Exercise =
For this task, every record below must be reproduced exactly.

The records =
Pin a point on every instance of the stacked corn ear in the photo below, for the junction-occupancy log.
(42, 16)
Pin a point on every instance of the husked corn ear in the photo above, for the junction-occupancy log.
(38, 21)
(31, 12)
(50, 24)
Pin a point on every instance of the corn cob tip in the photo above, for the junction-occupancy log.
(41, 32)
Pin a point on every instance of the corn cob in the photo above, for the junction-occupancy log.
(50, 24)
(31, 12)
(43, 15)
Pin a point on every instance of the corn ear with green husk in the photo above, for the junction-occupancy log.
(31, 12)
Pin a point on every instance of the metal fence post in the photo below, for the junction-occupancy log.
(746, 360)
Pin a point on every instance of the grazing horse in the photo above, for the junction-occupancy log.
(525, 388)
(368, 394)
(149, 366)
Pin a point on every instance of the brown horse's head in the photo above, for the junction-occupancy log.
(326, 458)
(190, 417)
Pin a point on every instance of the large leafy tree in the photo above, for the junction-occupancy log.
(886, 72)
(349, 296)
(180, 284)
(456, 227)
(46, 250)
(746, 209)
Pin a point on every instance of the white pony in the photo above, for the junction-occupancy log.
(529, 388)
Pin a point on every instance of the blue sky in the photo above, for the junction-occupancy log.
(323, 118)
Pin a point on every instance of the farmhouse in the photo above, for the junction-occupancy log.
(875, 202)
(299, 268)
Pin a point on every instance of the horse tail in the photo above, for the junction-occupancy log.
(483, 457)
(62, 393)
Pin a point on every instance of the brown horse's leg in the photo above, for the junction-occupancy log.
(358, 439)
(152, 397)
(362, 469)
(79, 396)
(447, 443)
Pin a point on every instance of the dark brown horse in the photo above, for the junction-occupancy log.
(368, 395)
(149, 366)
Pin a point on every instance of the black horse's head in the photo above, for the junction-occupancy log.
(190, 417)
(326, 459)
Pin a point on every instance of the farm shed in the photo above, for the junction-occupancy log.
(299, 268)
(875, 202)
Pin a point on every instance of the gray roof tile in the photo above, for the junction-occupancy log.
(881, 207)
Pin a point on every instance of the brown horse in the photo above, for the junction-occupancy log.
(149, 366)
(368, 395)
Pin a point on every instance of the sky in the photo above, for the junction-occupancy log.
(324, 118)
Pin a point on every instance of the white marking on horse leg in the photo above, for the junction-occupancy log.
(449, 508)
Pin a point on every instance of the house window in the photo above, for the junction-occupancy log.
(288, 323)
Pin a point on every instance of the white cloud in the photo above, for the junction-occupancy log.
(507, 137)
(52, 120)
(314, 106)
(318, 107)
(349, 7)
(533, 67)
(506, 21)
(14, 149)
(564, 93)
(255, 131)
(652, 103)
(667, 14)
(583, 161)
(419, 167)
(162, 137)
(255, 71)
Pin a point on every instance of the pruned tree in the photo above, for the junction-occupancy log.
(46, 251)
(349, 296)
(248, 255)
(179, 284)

The completed task =
Pin a point on every instance of the stacked corn ear in the photo below, for the junction-occupancy log.
(42, 16)
Pin a point on every instance of the husked corn ear in the photo above, for the junction-occupancy log.
(38, 21)
(31, 12)
(50, 24)
Pin a point on every instance of the corn cob tip in the photo above, for the junction-occupancy log.
(41, 32)
Pin a point on every instance of the corn cob in the photo above, for the junction-occupancy log.
(50, 24)
(31, 12)
(43, 15)
Pin a point on every instance of the corn ear with green husk in the photo above, for the junction-occupancy log.
(31, 12)
Pin a point on every instance of the metal fence post in the photo below, for the junction-occupancy log.
(746, 360)
Pin a point on every instance of the grazing horse in the photo above, for the junction-occupancy log.
(525, 388)
(368, 394)
(149, 366)
Pin a point on every instance of the brown horse's head in the photo above, for the junction-occupancy log.
(326, 458)
(190, 417)
Pin a point on every instance of the large leafy tree in the photo above, for the junction-occupancy log.
(886, 72)
(349, 296)
(180, 284)
(456, 227)
(46, 250)
(746, 209)
Pin a point on every instance of the white pony in the photo above, for the junction-occupancy log.
(529, 388)
Pin a point on every instance of the blue sky in the photo above, for the junction-occupancy log.
(323, 118)
Pin a point on every instance of the farmhouse in the photo above, for the junction-occupancy log.
(875, 202)
(299, 268)
Pin a point on every instance of the horse tail in the photo above, for the junction-occupancy log.
(483, 457)
(62, 393)
Pin a point on every instance of the brown horse's leg in the photo above, for the junction-occupancy log.
(358, 439)
(152, 397)
(362, 469)
(79, 396)
(447, 443)
Pin a point on every instance of the dark brown horse in the photo above, for the junction-occupancy log.
(368, 395)
(149, 366)
Pin a point on every instance of the black horse's head in the photo above, for the junction-occupancy log.
(190, 417)
(326, 459)
Pin a point on every instance of the farm shed in the photo above, for the junction-occupancy log.
(299, 268)
(875, 202)
Pin a point on every instance of the gray roof tile in the photo above, for the junction-occupancy log.
(881, 207)
Pin a point on every instance of the brown horse in the photo above, for the junction-occupancy log.
(149, 366)
(368, 395)
Pin a point on every instance of the sky in the photo above, for the junction-occupancy log.
(324, 118)
Pin a point on every instance of the white marking on horse leg in the photo above, for the junction-occupancy log.
(449, 508)
Pin a point on every instance of the house window in the photo above, for the junction-occupancy log.
(288, 323)
Pin a point on every instance of the white cloud in the photo above, for the junction-occupancy log.
(507, 137)
(52, 120)
(314, 106)
(318, 107)
(349, 7)
(533, 67)
(506, 21)
(14, 149)
(564, 93)
(255, 131)
(652, 103)
(667, 14)
(583, 161)
(419, 167)
(162, 137)
(255, 71)
Pin a point on every instance of the pruned tree in the photo above, for the junction-occupancy log.
(46, 251)
(349, 296)
(248, 255)
(179, 284)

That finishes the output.